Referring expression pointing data
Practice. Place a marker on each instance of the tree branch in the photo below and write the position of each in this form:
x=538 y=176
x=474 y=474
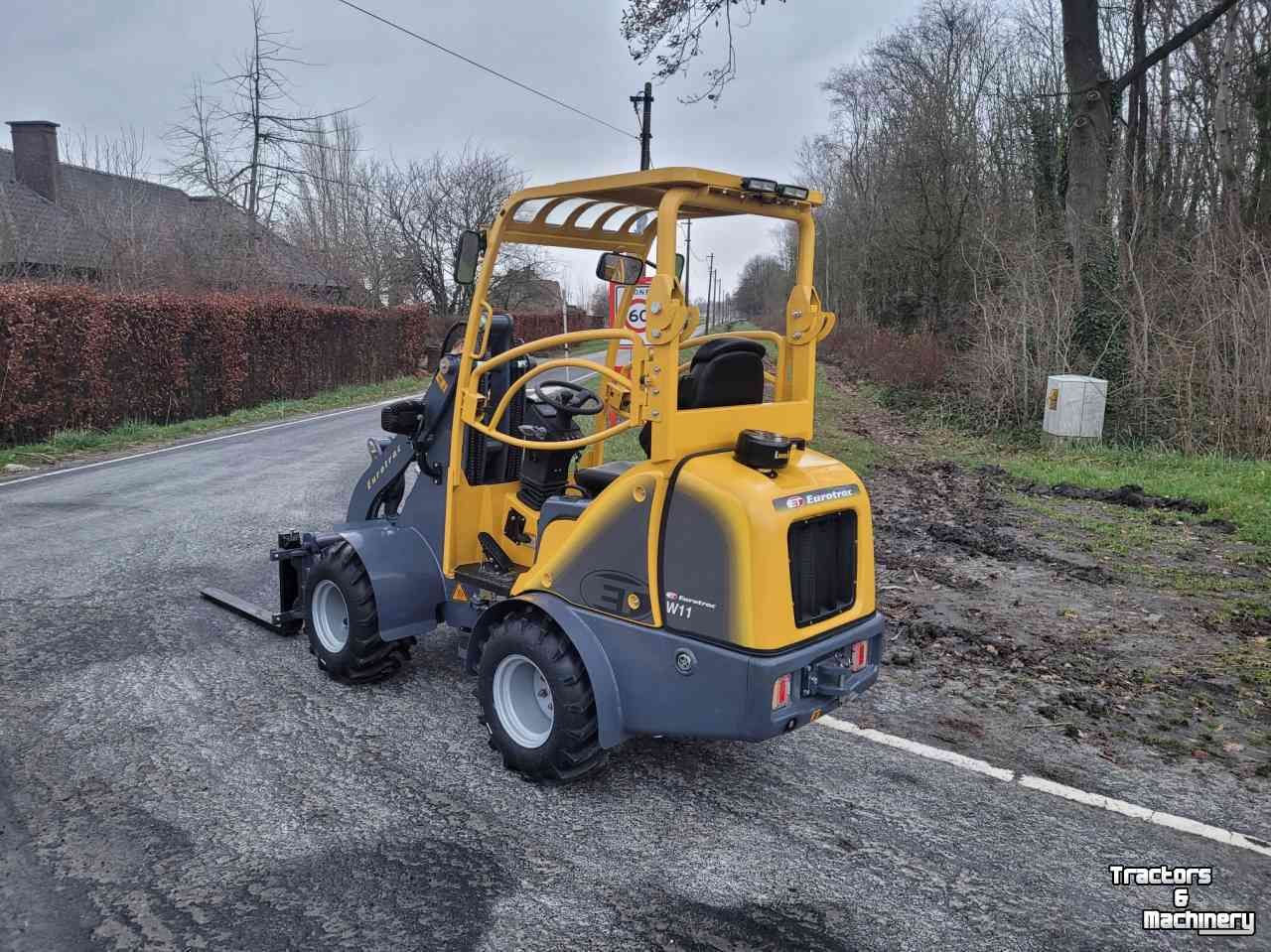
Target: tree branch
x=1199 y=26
--
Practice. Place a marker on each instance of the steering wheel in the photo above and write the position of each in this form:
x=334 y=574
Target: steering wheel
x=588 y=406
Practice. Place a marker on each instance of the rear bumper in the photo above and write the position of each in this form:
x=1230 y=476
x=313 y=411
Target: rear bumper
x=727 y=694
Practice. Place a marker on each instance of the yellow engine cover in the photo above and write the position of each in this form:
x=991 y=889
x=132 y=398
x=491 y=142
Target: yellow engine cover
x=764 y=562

## What the exercise asks
If a line in the records above contains the word "position", count it, then give the total and nothing else.

## Worked solution
4